Coordinate annotation records:
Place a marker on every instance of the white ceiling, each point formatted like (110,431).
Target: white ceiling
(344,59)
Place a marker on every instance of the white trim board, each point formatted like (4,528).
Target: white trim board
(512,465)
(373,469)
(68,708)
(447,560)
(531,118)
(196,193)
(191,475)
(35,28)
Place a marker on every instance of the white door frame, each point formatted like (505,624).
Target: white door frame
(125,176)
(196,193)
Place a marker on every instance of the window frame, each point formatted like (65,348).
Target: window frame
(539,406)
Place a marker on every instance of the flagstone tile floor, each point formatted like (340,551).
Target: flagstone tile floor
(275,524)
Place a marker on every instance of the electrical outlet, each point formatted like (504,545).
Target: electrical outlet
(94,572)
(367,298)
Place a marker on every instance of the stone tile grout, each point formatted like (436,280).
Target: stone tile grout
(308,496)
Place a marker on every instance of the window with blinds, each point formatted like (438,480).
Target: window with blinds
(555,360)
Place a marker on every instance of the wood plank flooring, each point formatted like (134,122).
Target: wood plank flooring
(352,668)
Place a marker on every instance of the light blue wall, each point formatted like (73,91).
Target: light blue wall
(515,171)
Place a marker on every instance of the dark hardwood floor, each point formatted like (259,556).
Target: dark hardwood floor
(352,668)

SET PROBLEM → Reproduce every line of the records above verbatim, from first to last.

THE REPLY →
Place a marker on every instance of the white ceiling, each point formatted like (110,431).
Target: white ceiling
(344,59)
Place a marker on every instance of the white trim board, each point formatted like (4,528).
Target: white trim board
(512,465)
(373,469)
(68,708)
(447,560)
(531,118)
(196,193)
(191,475)
(35,28)
Place a marker on every instance of the white door frame, each point formatted like (505,624).
Target: white door frame
(125,176)
(196,193)
Place a marker on every instance of the window frame, each point formatted like (65,348).
Target: window frame
(539,406)
Place a marker on every instance of the flagstone tile floor, each point formatted like (340,551).
Target: flagstone tile floor
(275,524)
Place a marker on every instance of the electrical outlet, each point formatted like (504,545).
Target: electrical outlet
(94,572)
(367,298)
Place a marker on every instance of the stone tile grout, each point formatted like (436,280).
Target: stone tile grout
(308,496)
Place a marker on every instance of the window with blinds, each point formatted like (438,480).
Target: window with blinds
(555,360)
Place a marker on every instance of the wood plank flooring, each point formatted like (134,122).
Target: wood plank flooring
(352,668)
Place a marker on every instance of the light blue wall, each point formatted like (73,91).
Target: light blue wall
(515,171)
Place a marker on every instance of the dark hardwood floor, each point formatted like (259,556).
Target: dark hardwood floor
(352,668)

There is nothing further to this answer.